INSTRUCTIONS:
(a) Decide whether each statement agrees with the excerpt on antibacterial activity. Answer yes or no for each, quoting the deciding words from the excerpt. (i) The antibacterial activity of Lf has been documented only in vitro. (ii) Table 1 gives the mechanism Lf uses to exert its effect. (iii) Strains of Haemophillus influenzae and Streptococcus mutans were inhibited by an iron-dependent interaction.
(b) Please print the part of the excerpt on antibacterial activity starting at "The antibacterial activity" and ending at "surface [39], [45].".

EXCERPT TO READ:
::::::::

Antibacterial activity

The antibacterial activity of Lf has been documented in the past, both in vitro and in vivo for Gram-positive and Gram-negative bacteria and some acid-alcohol resistant bacteria. Table 1 shows the bacteria against which Lf has shown an inhibitory effect and the mechanism used by Lf to exert its effect. Particular attention should be given to bacteria listed in Table 1 because some of these are known to be resistant to antimicrobials, such as the strains of Staphylococcus aureus, Listeria monocytogenes, methicillin-resistant Klebsiella pneumoniae and Mycobacterium tuberculosis, among others. Lf has also been proven effective against strains of Haemophillus influenzae and Streptococcus mutans that were inhibited by an iron-independent interaction with the cell surface [39], [45].

Table 1

Bacteria against which Lf has a reported effect.

::::::::

INPUT DATA:
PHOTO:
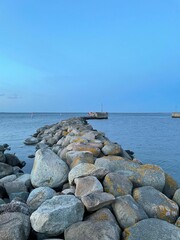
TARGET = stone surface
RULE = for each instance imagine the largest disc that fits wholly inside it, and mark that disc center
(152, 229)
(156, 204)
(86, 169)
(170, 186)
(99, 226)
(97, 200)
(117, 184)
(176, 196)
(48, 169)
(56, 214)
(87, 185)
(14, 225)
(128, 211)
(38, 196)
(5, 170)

::::::::

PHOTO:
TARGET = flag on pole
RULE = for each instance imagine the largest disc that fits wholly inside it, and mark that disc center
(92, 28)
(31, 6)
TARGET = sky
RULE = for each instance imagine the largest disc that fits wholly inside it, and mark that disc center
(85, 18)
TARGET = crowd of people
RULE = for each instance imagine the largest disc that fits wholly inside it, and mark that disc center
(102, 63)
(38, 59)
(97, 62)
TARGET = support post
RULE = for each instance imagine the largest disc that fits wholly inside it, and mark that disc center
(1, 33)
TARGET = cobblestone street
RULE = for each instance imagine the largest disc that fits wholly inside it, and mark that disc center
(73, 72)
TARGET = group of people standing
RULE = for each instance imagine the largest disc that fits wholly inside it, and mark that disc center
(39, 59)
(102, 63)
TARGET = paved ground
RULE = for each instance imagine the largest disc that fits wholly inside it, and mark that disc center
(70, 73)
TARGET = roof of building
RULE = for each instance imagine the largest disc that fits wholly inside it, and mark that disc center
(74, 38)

::::::::

EXERCISE RESPONSES:
(a)
(i) No: "both in vitro and in vivo"
(ii) Yes: "Table 1 shows the bacteria against which Lf has shown an inhibitory effect and the mechanism used by Lf to exert its effect"
(iii) No: "inhibited by an iron-independent interaction with the cell surface"

(b)
The antibacterial activity of Lf has been documented in the past, both in vitro and in vivo for Gram-positive and Gram-negative bacteria and some acid-alcohol resistant bacteria. Table 1 shows the bacteria against which Lf has shown an inhibitory effect and the mechanism used by Lf to exert its effect. Particular attention should be given to bacteria listed in Table 1 because some of these are known to be resistant to antimicrobials, such as the strains of Staphylococcus aureus, Listeria monocytogenes, methicillin-resistant Klebsiella pneumoniae and Mycobacterium tuberculosis, among others. Lf has also been proven effective against strains of Haemophillus influenzae and Streptococcus mutans that were inhibited by an iron-independent interaction with the cell surface [39], [45].